╭─ ENTRIES

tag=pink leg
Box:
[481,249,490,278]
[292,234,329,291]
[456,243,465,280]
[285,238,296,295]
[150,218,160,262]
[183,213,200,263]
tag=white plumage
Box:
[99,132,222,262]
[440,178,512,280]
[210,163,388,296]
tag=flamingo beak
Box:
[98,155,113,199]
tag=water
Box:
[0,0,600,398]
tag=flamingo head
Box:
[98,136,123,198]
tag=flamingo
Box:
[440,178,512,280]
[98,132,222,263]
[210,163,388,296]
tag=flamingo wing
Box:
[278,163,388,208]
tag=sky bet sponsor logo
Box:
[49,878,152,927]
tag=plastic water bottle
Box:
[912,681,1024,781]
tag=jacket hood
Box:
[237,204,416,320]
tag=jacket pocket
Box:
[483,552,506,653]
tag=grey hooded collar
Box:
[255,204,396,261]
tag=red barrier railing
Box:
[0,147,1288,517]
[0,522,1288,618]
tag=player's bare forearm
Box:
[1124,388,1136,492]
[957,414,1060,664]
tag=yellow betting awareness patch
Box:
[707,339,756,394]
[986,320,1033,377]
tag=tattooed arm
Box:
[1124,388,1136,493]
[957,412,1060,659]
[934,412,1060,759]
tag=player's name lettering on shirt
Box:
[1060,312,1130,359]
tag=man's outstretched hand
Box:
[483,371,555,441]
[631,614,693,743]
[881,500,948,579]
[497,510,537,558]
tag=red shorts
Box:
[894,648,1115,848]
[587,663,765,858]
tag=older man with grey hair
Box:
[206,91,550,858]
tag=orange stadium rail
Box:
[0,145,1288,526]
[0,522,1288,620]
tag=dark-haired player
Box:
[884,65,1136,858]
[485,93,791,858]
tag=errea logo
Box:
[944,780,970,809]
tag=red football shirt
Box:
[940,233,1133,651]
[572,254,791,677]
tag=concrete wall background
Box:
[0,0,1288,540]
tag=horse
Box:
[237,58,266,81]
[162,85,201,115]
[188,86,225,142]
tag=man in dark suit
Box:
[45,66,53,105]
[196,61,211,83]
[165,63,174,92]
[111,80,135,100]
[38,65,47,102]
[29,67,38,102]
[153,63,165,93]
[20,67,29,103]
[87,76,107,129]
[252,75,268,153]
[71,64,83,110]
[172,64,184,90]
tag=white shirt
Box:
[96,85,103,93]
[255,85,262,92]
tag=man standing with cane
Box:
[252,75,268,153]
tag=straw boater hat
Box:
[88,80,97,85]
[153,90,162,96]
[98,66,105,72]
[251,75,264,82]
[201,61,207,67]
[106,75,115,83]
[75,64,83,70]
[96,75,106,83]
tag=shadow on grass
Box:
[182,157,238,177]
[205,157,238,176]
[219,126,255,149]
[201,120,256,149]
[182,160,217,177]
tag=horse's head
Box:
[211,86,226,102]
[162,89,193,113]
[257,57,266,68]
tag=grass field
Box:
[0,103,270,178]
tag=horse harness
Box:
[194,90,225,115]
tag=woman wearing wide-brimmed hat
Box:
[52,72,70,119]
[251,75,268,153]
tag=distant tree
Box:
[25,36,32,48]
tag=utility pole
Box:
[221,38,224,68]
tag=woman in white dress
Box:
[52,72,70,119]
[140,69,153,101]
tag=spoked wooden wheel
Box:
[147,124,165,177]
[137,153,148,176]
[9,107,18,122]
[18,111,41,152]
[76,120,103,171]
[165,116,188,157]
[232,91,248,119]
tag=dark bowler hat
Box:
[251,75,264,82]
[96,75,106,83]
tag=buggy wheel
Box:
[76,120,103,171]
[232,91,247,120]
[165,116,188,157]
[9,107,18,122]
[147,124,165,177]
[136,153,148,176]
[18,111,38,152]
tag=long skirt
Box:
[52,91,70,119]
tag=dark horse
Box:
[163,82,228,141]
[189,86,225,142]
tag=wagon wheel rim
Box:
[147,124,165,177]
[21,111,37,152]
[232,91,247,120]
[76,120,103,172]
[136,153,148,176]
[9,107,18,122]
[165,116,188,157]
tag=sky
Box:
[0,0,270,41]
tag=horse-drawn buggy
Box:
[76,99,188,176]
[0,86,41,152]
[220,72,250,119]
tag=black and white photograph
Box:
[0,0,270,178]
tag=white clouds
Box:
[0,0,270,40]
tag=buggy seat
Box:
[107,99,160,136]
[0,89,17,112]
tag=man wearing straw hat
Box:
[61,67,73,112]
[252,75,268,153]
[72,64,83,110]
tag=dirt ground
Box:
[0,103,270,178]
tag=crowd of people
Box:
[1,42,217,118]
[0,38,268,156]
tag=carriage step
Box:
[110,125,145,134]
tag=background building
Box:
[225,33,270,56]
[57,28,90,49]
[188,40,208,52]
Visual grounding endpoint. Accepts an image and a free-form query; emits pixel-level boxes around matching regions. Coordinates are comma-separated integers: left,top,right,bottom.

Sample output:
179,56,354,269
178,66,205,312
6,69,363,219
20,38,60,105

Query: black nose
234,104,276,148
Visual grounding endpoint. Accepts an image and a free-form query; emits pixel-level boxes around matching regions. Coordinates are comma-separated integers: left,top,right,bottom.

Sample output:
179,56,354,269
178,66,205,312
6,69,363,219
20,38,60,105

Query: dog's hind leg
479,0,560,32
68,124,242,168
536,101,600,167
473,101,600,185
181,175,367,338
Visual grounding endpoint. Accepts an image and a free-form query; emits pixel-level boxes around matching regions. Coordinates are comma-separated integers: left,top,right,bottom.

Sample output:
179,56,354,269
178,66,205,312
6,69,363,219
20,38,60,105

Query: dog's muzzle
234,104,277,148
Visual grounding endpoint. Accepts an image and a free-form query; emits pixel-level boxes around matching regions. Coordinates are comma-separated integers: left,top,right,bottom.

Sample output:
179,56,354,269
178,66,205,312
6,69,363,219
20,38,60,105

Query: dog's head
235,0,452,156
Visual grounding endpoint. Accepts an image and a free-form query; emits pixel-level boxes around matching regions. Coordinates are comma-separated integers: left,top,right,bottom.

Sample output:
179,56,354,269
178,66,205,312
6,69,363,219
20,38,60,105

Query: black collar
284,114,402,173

╰─

Rewrite every line of the material above between the line holding "tag=tattooed arm" and the line holding "[182,160,217,177]", inclusive, and offset each box coordinate in that span by adding 137.

WRITTEN SOLUTION:
tag=tattooed arm
Box:
[1261,525,1273,630]
[1094,549,1197,796]
[1071,549,1197,896]
tag=player's name lettering on shirt
Box:
[1197,449,1267,496]
tag=man's outstretched hand
Box:
[620,508,692,578]
[768,751,830,880]
[1018,637,1085,716]
[634,647,674,695]
tag=red shorts
Box:
[1031,785,1252,985]
[724,800,902,995]
tag=older man with grey hair
Box:
[343,228,687,995]
tag=orange stadium rail
Box:
[137,282,1425,663]
[137,659,1425,757]
tag=dark-haired player
Box:
[1021,202,1273,995]
[622,230,928,995]
tag=errea logo
Box:
[1081,917,1107,946]
tag=red football shirt
Box:
[1077,370,1270,788]
[709,391,928,814]
tag=concrete wall background
Box:
[137,137,1425,677]
tag=horse
Box:
[374,195,403,218]
[299,222,338,252]
[325,223,362,279]
tag=man in dark suit
Box:
[182,203,190,242]
[333,198,348,220]
[302,200,311,229]
[248,217,272,237]
[175,202,184,239]
[166,204,175,239]
[290,200,302,230]
[157,204,166,240]
[224,213,244,266]
[389,212,405,290]
[208,201,220,247]
[309,201,321,227]
tag=white shirt
Box:
[233,222,240,230]
[392,222,399,229]
tag=man standing with cane
Box:
[389,212,405,290]
tag=straw boater hat
Box:
[225,217,234,222]
[290,227,299,233]
[235,203,242,209]
[388,212,401,219]
[338,198,344,204]
[243,212,252,220]
[212,201,220,207]
[233,212,243,220]
tag=shadow on grass
Box:
[319,294,375,314]
[342,294,375,313]
[356,263,392,286]
[338,257,393,286]
[319,297,354,314]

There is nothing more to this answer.